Copy the data below word for word, changing nothing.

--- Location identification entries ---
+++++

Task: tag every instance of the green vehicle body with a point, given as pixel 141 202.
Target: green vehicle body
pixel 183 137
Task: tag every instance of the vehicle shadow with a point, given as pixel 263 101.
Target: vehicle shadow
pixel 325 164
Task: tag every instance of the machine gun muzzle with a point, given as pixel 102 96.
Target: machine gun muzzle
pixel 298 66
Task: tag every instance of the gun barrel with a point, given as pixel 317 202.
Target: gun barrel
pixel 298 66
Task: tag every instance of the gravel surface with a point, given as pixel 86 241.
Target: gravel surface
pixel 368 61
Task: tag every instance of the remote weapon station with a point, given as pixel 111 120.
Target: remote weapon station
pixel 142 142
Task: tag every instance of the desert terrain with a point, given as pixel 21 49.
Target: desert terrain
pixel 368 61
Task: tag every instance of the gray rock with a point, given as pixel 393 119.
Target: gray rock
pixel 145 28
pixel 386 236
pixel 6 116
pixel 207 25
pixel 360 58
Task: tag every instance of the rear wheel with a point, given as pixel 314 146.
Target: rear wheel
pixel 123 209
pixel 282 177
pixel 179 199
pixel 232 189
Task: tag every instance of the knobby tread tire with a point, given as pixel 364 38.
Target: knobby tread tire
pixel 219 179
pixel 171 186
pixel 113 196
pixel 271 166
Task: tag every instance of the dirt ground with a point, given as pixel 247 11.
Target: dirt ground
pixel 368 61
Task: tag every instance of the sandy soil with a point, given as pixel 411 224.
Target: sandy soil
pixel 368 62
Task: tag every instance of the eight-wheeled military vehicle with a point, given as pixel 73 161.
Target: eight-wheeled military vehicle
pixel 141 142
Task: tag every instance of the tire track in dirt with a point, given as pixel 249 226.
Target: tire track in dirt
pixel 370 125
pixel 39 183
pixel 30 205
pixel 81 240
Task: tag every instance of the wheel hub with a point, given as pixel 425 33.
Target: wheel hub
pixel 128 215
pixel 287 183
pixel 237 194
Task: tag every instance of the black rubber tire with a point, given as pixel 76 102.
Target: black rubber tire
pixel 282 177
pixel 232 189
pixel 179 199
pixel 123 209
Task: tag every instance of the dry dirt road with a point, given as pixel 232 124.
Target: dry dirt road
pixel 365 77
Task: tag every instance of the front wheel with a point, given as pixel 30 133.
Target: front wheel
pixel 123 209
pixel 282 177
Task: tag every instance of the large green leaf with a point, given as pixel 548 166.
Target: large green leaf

+++++

--- Reply to the task ---
Task: tag every instance of the green vehicle body with a point, given as pixel 141 202.
Target: green vehicle body
pixel 183 137
Task: tag every instance of the vehicle shadow with a point, given as pixel 263 101.
Target: vehicle shadow
pixel 325 164
Task: tag every instance of the machine gun muzzle with a point, given as pixel 102 96.
Target: machine gun muzzle
pixel 298 66
Task: tag every instance of the gun barrel with a point, given as pixel 317 202.
Target: gun barrel
pixel 298 66
Task: tag every instance of the gravel surface with a point, given as pixel 86 241.
Target: gravel surface
pixel 368 61
Task: tag every instance of the remote weapon station with a point, given as pixel 111 120.
Target: remote weapon station
pixel 142 142
Task: tag every instance of the desert terrain with a point, given as pixel 21 49.
Target: desert terrain
pixel 368 61
Task: tag every instance of the gray rock with a point, given as pixel 393 119.
Target: gray rock
pixel 145 28
pixel 386 236
pixel 6 116
pixel 207 25
pixel 360 58
Task: tag every instance of the rear wheel with a point, given as pixel 314 146.
Target: rear wheel
pixel 123 209
pixel 282 177
pixel 179 199
pixel 232 189
Task: tag every instance of the knobby tread tire with a point, given as pixel 364 38.
Target: knobby tread tire
pixel 219 179
pixel 171 186
pixel 113 196
pixel 271 166
Task: tag every instance of the dirt ground with a point, given as pixel 247 11.
Target: dirt ground
pixel 368 61
Task: tag every instance of the sandy soil with a point, given as pixel 411 224.
Target: sandy soil
pixel 368 62
Task: tag every instance of the eight-wheeled military vehicle with a point, given as pixel 73 161.
Target: eight-wheeled military vehicle
pixel 141 142
Task: tag every instance of the tire track in dirt with a point, given as pixel 249 226.
Target: tire track in dirt
pixel 370 125
pixel 39 183
pixel 30 205
pixel 81 240
Task: tag every instance of the wheel hub with a point, given as pixel 425 33.
Target: wheel hub
pixel 128 215
pixel 287 183
pixel 237 194
Task: tag every instance of the black rubber tire with a point, given as pixel 76 102.
Target: black rubber tire
pixel 282 177
pixel 232 189
pixel 179 199
pixel 123 209
Task: tag every instance of the dry dirt road with a point, given as pixel 232 124.
Target: dry dirt road
pixel 365 77
Task: tag every instance of the front wheel with a point, given as pixel 30 133.
Target: front wheel
pixel 123 209
pixel 282 177
Task: tag every instance of the large green leaf with a point, given as pixel 548 166.
Target: large green leaf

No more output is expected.